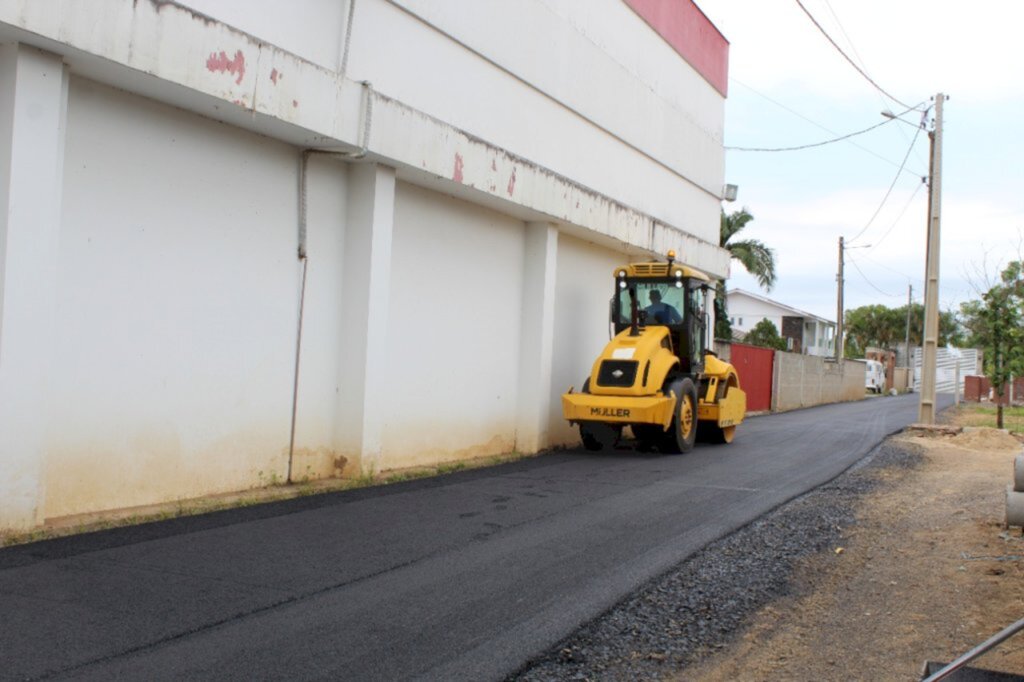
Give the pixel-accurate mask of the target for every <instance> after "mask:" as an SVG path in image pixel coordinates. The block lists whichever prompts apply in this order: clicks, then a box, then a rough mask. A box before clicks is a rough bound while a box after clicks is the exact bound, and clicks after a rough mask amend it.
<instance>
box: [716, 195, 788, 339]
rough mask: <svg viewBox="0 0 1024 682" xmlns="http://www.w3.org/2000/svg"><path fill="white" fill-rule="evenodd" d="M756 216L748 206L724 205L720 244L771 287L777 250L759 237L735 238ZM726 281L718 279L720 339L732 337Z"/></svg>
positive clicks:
══════════
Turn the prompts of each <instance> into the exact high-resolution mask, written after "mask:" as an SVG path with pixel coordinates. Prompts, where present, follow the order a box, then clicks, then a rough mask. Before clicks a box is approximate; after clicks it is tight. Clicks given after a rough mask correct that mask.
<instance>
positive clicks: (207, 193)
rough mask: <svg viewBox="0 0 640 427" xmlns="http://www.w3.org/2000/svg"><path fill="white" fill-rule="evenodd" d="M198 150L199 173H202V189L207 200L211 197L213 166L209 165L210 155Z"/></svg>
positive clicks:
══════════
» **Exercise objective**:
Extract, from the material above, each line holding the word "white".

» **Result**:
rough mask: <svg viewBox="0 0 1024 682" xmlns="http://www.w3.org/2000/svg"><path fill="white" fill-rule="evenodd" d="M756 216L748 206L724 205L720 244L771 287L777 250L759 237L735 238ZM726 281L718 279L720 339L732 337Z"/></svg>
rough mask: <svg viewBox="0 0 640 427" xmlns="http://www.w3.org/2000/svg"><path fill="white" fill-rule="evenodd" d="M198 150L199 173H202V189L207 200L211 197L213 166L209 165L210 155Z"/></svg>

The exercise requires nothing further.